| WRITTEN TASK |
Filter the records below, keeping every line that includes the string "Please" and copying each one in full. Match case exactly.

| EXERCISE DATA |

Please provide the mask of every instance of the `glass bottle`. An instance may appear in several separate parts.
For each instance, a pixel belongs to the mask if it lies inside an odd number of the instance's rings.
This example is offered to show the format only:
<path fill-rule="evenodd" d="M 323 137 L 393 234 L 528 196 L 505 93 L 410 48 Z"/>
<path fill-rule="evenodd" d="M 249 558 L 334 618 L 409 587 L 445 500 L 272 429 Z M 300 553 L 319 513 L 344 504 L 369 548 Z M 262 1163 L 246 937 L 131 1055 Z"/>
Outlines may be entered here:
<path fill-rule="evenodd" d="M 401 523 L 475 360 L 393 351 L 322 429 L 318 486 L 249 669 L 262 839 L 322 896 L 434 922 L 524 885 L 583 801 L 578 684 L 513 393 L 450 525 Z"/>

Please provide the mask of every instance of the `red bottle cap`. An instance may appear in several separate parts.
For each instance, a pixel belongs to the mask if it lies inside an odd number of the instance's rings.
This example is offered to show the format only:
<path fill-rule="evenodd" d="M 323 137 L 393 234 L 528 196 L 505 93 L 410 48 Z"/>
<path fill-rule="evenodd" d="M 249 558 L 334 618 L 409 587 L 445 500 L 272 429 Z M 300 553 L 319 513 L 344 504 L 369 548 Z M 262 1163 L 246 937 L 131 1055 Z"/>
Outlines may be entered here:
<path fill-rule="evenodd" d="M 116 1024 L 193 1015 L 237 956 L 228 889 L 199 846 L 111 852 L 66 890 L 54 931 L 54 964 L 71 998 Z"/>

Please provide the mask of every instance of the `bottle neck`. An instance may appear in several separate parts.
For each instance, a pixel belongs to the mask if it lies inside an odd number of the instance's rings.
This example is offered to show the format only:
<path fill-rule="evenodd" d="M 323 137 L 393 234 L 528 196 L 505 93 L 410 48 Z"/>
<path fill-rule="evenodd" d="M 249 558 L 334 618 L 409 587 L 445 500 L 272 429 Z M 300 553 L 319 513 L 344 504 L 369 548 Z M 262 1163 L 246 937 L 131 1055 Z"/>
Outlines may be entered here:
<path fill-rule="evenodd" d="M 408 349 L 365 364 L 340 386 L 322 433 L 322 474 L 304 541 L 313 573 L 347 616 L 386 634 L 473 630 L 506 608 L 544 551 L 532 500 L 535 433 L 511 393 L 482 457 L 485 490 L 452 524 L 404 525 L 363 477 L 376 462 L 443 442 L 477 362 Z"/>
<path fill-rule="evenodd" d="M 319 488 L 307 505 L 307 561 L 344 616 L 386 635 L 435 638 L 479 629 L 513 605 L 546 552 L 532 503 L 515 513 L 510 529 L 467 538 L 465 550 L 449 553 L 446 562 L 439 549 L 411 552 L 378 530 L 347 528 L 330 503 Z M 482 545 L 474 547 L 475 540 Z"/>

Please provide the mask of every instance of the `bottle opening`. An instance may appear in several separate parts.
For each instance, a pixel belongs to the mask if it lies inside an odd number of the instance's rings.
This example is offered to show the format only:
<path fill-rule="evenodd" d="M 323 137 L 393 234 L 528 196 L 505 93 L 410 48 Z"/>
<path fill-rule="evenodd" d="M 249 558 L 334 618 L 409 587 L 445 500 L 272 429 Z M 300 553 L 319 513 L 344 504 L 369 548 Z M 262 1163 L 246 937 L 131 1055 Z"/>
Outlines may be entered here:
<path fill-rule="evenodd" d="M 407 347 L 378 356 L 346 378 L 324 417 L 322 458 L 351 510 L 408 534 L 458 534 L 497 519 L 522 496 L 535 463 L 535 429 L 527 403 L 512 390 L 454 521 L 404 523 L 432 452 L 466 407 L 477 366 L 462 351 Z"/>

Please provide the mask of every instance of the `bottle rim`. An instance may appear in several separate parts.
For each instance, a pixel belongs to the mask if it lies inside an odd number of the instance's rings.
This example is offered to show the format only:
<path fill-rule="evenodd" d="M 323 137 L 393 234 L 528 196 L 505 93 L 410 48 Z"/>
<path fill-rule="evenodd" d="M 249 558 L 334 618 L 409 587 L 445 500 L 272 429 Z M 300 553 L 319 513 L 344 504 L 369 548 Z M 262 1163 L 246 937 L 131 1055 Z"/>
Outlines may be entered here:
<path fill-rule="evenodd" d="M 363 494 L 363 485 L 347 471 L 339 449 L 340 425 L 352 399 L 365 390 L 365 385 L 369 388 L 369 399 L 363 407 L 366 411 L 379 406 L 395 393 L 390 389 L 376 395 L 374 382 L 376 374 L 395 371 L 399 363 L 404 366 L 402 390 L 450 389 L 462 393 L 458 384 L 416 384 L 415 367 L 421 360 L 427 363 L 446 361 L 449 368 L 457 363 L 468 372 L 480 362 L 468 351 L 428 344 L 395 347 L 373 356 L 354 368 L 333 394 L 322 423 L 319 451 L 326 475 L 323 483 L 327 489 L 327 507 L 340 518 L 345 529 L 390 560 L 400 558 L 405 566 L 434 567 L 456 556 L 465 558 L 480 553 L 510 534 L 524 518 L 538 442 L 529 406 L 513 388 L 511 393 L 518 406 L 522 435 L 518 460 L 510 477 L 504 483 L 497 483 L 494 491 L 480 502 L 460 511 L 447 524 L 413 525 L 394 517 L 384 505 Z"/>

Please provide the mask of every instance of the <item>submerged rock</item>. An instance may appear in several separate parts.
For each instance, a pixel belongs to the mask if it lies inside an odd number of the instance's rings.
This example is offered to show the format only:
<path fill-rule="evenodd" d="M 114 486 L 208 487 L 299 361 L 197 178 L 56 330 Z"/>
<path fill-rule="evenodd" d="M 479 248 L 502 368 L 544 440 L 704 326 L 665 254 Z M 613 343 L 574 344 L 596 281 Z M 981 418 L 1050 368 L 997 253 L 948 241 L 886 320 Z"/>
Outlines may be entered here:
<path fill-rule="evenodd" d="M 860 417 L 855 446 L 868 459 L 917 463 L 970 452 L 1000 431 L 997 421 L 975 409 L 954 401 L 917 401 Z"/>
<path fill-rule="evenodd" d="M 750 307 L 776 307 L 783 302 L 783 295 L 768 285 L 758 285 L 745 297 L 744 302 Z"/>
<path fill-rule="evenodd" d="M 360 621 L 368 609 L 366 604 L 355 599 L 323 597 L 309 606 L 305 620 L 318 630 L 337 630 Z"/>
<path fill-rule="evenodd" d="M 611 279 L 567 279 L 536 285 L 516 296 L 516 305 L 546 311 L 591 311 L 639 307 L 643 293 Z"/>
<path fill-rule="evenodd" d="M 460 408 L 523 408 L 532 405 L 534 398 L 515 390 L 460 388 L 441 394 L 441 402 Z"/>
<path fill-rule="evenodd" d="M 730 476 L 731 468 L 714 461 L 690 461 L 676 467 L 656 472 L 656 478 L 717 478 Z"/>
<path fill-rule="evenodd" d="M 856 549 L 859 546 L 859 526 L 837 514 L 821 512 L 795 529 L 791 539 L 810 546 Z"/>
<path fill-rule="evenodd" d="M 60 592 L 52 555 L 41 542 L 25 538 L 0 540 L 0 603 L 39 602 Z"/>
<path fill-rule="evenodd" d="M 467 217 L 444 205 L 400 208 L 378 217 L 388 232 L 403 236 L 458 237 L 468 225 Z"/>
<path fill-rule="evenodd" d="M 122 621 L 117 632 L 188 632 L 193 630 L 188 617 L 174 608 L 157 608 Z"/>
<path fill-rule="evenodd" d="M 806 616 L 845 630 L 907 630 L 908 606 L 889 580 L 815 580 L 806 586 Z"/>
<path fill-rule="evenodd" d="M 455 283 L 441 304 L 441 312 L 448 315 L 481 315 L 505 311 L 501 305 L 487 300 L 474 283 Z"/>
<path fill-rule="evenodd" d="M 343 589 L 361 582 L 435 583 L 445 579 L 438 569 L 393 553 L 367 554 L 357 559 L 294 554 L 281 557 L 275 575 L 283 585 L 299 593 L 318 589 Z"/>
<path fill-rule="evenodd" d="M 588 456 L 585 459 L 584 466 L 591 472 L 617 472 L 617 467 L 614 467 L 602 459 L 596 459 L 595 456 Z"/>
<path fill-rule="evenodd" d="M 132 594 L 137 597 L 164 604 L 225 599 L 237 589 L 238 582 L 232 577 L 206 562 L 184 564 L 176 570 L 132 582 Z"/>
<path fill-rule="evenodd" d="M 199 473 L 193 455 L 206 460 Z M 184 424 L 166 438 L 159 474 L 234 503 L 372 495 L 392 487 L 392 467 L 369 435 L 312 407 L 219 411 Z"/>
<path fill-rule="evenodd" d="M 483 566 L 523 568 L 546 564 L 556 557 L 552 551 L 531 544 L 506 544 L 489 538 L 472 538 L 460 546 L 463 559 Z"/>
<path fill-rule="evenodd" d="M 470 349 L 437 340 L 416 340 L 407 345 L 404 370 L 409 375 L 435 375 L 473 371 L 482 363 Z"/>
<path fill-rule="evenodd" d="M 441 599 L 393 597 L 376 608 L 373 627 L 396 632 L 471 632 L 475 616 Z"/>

| OUTPUT BELOW |
Please provide the mask of every instance of the `glass bottle`. An instance may appear in several separate parts.
Please provide the mask of every instance of the `red bottle cap`. An instance may appear in several separate parts.
Please provide the mask of every instance of the `bottle neck`. An instance may appear in several separate parts.
Please provide the mask of every instance of the `bottle opening`. An instance may appear in several separate parts.
Please provide the mask of every instance of the `bottle rim`. An instance may appear in several separate parts.
Please provide the mask of every instance of the <item>submerged rock</item>. An instance may appear in several separate parts.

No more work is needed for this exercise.